◆ PROBLEM TO SOLVE: Copy out every line of the data below, from the line containing "Shelf-set audit: indicate the bus windshield" down to the line containing "(1179, 583)", both included, and shift each coordinate by adding 12 to both of its numbers.

◆ MATERIALS PROVIDED:
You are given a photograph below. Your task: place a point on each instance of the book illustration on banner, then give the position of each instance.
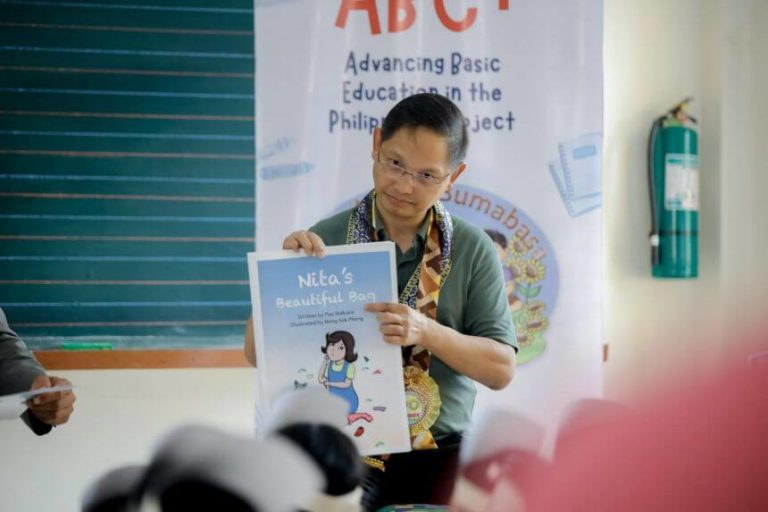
(577, 174)
(311, 331)
(527, 258)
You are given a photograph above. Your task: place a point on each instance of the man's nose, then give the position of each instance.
(404, 182)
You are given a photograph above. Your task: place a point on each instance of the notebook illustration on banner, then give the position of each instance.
(577, 175)
(574, 206)
(581, 160)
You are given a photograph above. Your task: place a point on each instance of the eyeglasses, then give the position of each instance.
(420, 178)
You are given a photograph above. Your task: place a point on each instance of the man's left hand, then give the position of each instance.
(400, 324)
(52, 408)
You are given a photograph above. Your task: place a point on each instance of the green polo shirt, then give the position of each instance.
(472, 301)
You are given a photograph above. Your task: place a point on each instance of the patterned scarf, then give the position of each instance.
(422, 293)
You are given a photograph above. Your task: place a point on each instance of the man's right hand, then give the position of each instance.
(311, 243)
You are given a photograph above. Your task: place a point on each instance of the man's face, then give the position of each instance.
(419, 150)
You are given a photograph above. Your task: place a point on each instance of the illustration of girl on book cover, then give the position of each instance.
(337, 371)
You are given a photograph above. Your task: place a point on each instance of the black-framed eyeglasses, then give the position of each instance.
(425, 179)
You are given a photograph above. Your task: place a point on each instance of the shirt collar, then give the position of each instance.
(378, 226)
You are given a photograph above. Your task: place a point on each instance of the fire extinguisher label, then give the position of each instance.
(681, 182)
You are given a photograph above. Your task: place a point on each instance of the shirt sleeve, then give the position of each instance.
(18, 366)
(487, 314)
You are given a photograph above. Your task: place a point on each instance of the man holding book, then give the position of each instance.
(452, 318)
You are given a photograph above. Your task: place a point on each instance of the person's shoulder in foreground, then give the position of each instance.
(20, 371)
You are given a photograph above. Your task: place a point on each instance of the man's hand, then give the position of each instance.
(311, 243)
(51, 408)
(400, 324)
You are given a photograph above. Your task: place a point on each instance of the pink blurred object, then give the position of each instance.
(700, 447)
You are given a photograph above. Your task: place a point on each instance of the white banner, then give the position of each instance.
(528, 77)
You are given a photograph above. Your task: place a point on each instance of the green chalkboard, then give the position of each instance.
(126, 172)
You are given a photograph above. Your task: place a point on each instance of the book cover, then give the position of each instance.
(310, 329)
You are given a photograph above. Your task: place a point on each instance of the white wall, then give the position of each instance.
(656, 52)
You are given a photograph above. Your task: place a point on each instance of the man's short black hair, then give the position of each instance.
(434, 112)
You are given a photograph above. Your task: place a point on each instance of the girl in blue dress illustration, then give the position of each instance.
(337, 371)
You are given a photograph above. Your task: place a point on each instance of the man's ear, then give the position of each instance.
(376, 143)
(455, 175)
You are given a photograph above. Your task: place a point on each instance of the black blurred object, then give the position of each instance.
(116, 491)
(333, 452)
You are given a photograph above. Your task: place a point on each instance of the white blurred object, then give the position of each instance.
(496, 430)
(499, 448)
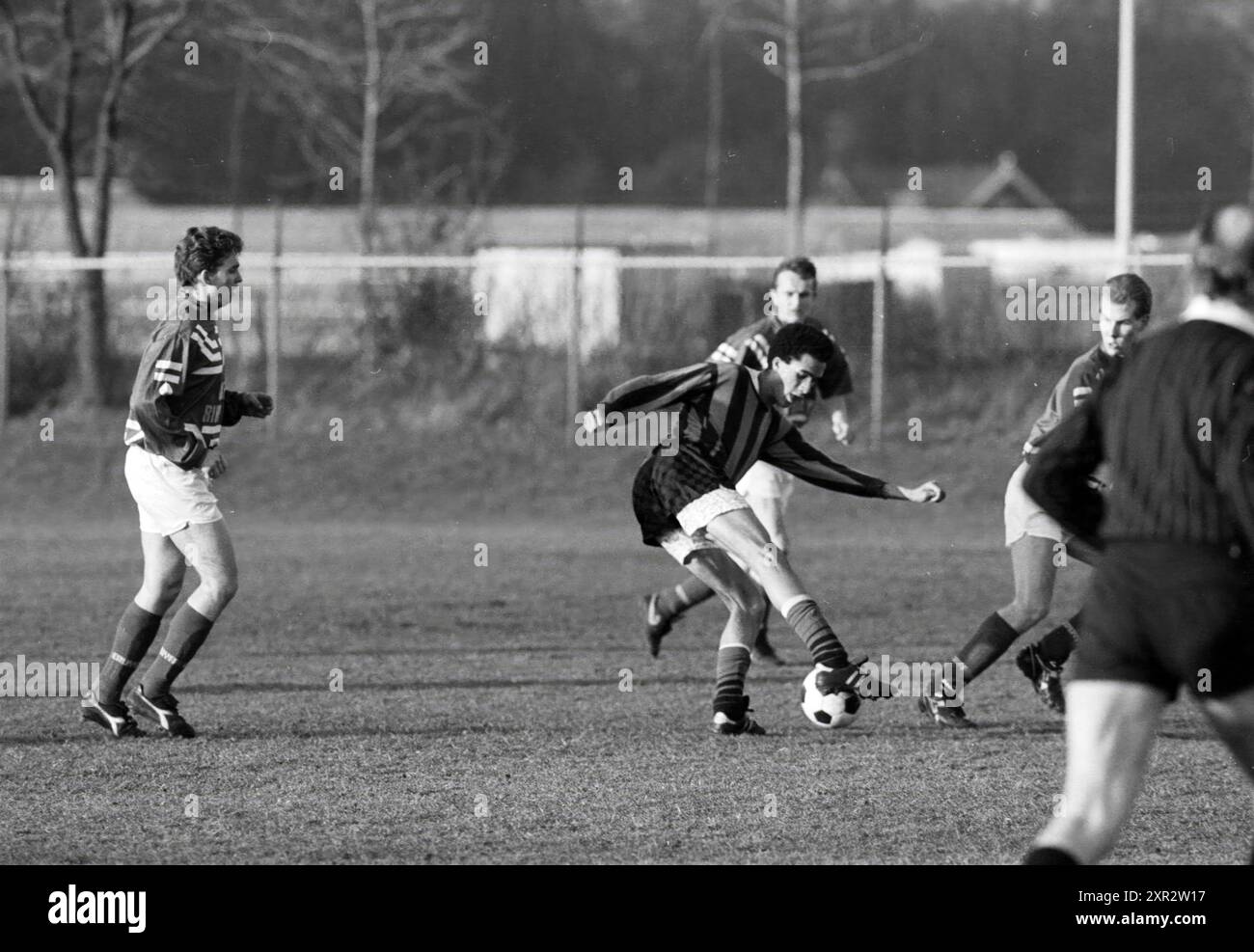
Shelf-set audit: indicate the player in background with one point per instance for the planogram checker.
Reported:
(1171, 600)
(688, 504)
(766, 488)
(1032, 535)
(178, 406)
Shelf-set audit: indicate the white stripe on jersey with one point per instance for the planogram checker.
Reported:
(759, 343)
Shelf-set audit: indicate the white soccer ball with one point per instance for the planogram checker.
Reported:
(828, 710)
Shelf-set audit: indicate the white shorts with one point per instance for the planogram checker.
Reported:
(763, 479)
(694, 517)
(168, 498)
(1024, 517)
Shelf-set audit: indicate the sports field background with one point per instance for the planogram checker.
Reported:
(481, 718)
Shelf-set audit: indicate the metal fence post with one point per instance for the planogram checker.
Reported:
(4, 337)
(274, 317)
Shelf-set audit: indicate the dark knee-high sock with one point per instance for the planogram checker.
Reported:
(689, 592)
(730, 672)
(136, 633)
(989, 643)
(1049, 856)
(805, 618)
(1056, 646)
(187, 633)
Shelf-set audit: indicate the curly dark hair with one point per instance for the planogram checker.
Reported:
(793, 340)
(802, 267)
(1131, 290)
(204, 250)
(1223, 258)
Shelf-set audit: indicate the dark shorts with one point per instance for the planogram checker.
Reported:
(1167, 614)
(666, 484)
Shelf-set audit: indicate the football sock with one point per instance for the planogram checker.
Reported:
(187, 633)
(805, 618)
(730, 672)
(1049, 856)
(1056, 646)
(136, 633)
(684, 596)
(990, 642)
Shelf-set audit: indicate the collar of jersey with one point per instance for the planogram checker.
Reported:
(1212, 309)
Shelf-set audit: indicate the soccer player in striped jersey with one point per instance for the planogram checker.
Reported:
(688, 504)
(1170, 606)
(178, 406)
(1033, 538)
(766, 488)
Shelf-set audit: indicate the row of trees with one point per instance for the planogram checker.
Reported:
(722, 101)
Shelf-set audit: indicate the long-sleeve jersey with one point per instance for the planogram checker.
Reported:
(1177, 428)
(179, 401)
(1073, 389)
(725, 422)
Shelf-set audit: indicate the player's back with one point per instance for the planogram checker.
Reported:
(1177, 425)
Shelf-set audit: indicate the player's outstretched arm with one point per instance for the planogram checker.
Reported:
(236, 405)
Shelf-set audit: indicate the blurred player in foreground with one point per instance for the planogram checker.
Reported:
(766, 488)
(178, 408)
(1033, 538)
(1171, 600)
(688, 504)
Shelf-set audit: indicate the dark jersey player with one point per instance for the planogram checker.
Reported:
(766, 488)
(1033, 538)
(1171, 600)
(178, 408)
(686, 503)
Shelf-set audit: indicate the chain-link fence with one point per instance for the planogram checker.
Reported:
(530, 331)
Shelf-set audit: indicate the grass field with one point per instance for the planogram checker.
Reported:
(481, 717)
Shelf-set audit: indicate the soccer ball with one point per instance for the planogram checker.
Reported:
(828, 710)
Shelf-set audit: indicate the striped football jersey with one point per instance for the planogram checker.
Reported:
(1073, 389)
(179, 403)
(725, 422)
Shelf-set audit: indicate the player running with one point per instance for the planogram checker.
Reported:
(1171, 601)
(766, 488)
(1032, 537)
(178, 408)
(686, 503)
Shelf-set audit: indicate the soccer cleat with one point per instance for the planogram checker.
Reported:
(1045, 676)
(848, 679)
(162, 709)
(943, 714)
(765, 652)
(656, 625)
(735, 721)
(114, 718)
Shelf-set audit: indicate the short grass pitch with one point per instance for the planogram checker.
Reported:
(483, 715)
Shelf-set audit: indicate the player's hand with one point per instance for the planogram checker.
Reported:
(594, 419)
(258, 404)
(214, 464)
(926, 493)
(840, 428)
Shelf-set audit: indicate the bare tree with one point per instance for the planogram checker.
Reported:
(368, 80)
(818, 41)
(59, 63)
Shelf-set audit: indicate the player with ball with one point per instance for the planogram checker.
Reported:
(686, 503)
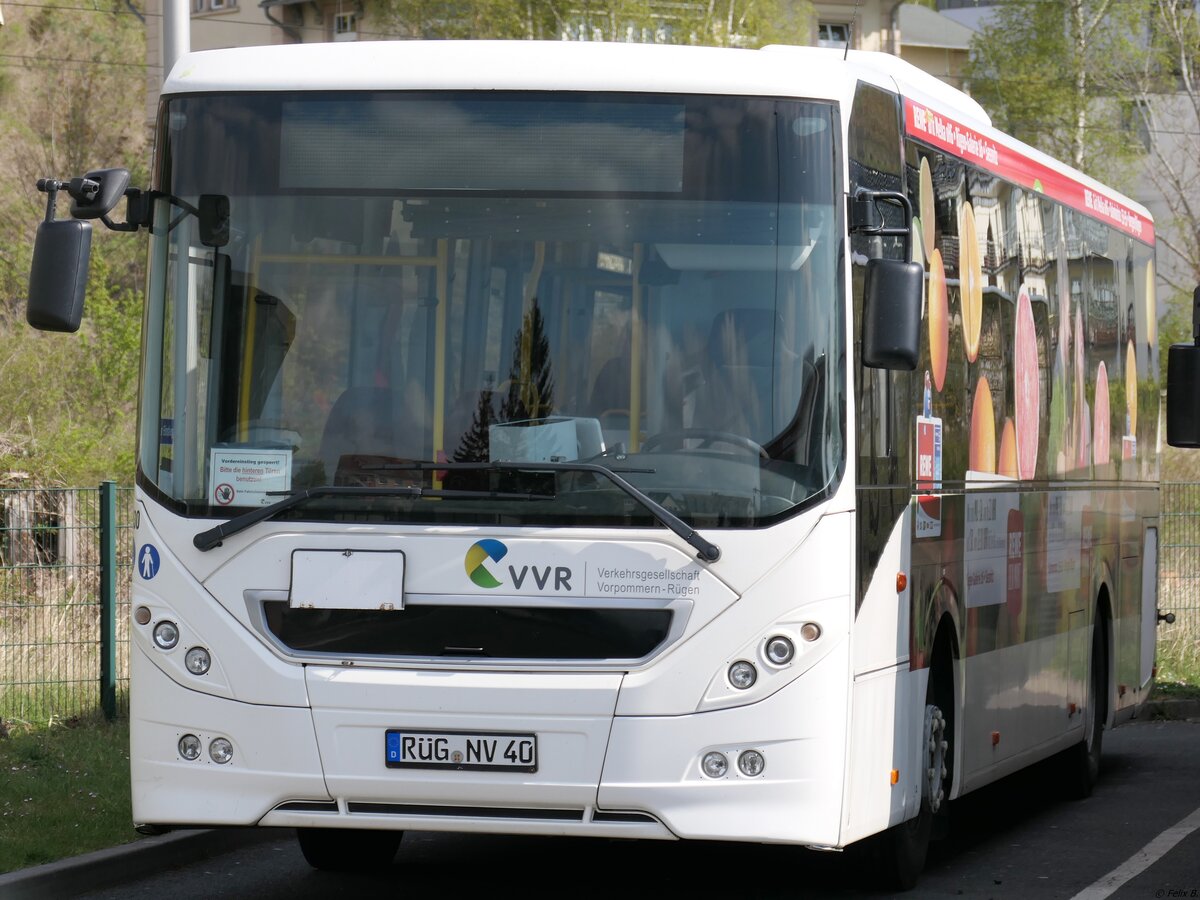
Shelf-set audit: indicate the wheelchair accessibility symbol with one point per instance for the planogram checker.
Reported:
(148, 561)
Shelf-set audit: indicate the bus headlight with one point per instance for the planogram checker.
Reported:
(751, 762)
(190, 747)
(743, 675)
(166, 635)
(780, 651)
(221, 750)
(714, 765)
(198, 660)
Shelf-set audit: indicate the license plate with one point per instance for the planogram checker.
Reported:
(498, 751)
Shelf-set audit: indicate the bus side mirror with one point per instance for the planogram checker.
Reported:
(1183, 387)
(892, 295)
(58, 277)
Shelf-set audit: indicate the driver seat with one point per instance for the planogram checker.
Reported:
(739, 376)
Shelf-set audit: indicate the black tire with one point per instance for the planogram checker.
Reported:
(346, 850)
(1081, 763)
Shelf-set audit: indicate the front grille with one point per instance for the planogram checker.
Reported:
(516, 633)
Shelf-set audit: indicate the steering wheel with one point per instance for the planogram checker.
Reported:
(707, 437)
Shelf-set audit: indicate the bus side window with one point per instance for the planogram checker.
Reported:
(882, 397)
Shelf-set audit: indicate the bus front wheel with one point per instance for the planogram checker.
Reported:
(1081, 763)
(343, 850)
(899, 853)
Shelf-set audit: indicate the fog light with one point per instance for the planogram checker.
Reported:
(198, 660)
(743, 675)
(780, 649)
(221, 750)
(166, 635)
(751, 762)
(714, 765)
(190, 747)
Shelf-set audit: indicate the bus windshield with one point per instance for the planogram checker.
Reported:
(377, 288)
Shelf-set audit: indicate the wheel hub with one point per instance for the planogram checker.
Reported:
(934, 784)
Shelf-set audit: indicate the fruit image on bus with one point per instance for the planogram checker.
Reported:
(622, 441)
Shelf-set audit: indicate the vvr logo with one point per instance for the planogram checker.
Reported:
(475, 563)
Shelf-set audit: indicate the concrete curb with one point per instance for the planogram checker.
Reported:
(1173, 708)
(147, 856)
(139, 858)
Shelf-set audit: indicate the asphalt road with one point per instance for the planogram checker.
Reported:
(1138, 837)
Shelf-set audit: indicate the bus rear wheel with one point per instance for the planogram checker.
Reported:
(343, 850)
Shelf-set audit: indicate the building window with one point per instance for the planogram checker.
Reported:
(346, 27)
(1135, 120)
(202, 6)
(833, 34)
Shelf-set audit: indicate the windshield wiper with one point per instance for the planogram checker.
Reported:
(213, 538)
(705, 550)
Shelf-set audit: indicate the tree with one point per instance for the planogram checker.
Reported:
(1053, 73)
(69, 415)
(723, 23)
(1168, 99)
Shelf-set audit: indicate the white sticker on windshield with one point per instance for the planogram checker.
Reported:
(245, 477)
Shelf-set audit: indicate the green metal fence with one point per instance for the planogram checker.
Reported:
(66, 561)
(66, 557)
(1179, 583)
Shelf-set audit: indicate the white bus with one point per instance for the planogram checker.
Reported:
(622, 441)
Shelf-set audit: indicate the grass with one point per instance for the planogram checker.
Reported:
(64, 791)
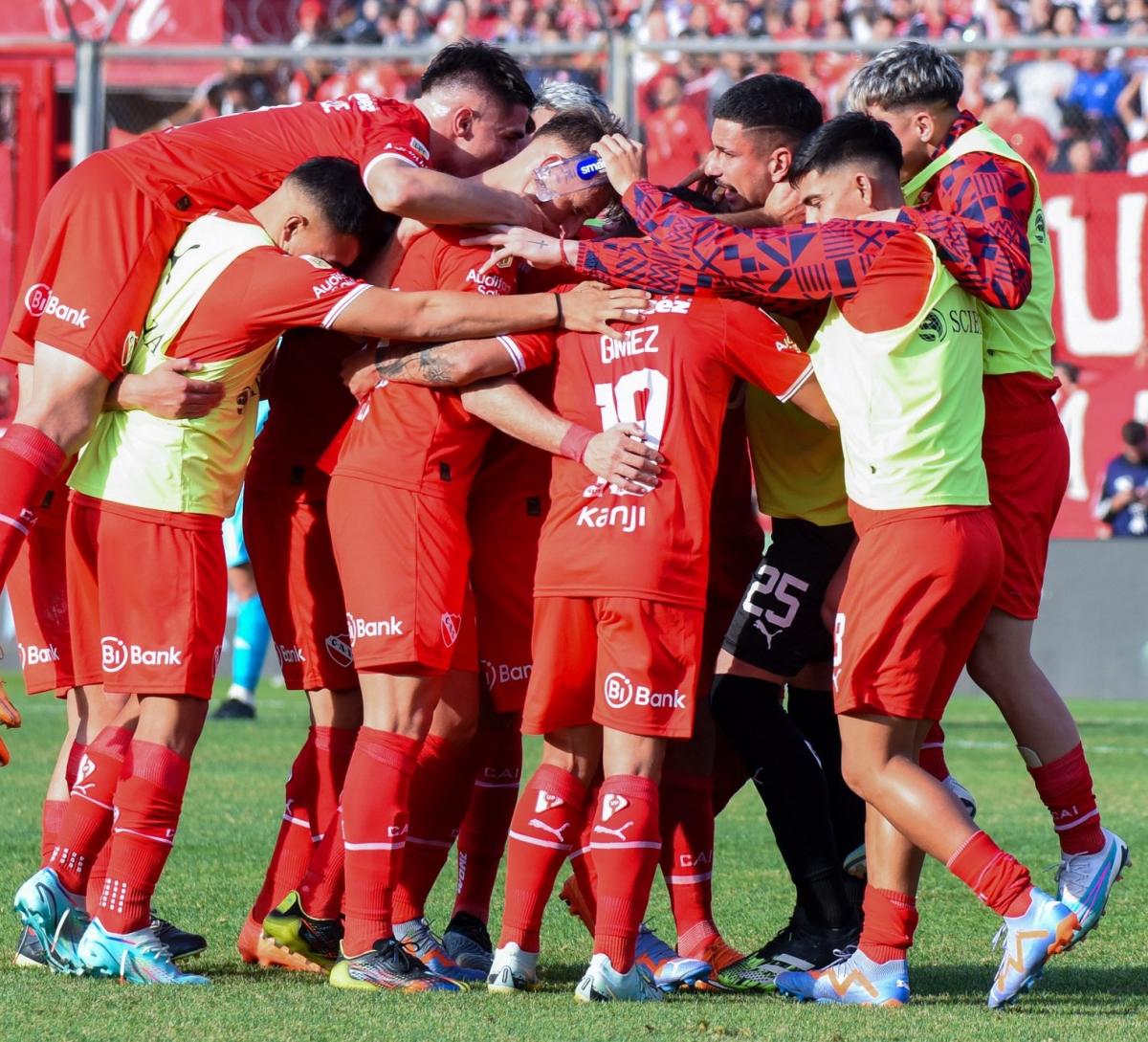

◆ OUTPUT:
Shelf-set audit: indicate the bus windshield with one point per instance for the planogram checker.
Reported:
(389, 300)
Shelf-set audit: indicate the wheel hub with one point per instance for the planogram checker.
Reported:
(946, 796)
Shelf-set audit: indicate the fruit image on bus with one point per instance for the planogram checker.
Reported:
(634, 453)
Shelf-set audit: indicate the vvr logo with one point per instance for the planogram checker.
Reported:
(487, 575)
Shelf-set audit: indicate the concrete curb with one point per instance for the planogram checker.
Reported:
(1185, 720)
(159, 868)
(151, 870)
Shelf-set audit: indicate the asphalt road with one point per instance for the planogram checker.
Reported:
(1150, 849)
Shelf-set audit: indicate the bus rear wheel with one point per instance for the planogram checker.
Reported:
(355, 862)
Shelf-set audit: indicate the building window with one point per instance for the planogram checker.
Reported:
(358, 39)
(1147, 132)
(214, 18)
(845, 46)
Shelf-set audit: indicate the windshield wiper with one point per instance for the planogram checker.
Reported:
(225, 550)
(717, 562)
Shelf-set audit: indicate the tree with one point per instance for the planogram checker.
Reported:
(1065, 85)
(81, 427)
(735, 35)
(1180, 111)
Shelf-set audit: indicate the white sticker on windshield with one point per instance for the planogram checker.
Reported:
(257, 489)
Shelf-set audit: indicate the green metal fence with one point per instance for the planogram checker.
Reported:
(78, 573)
(78, 569)
(1191, 595)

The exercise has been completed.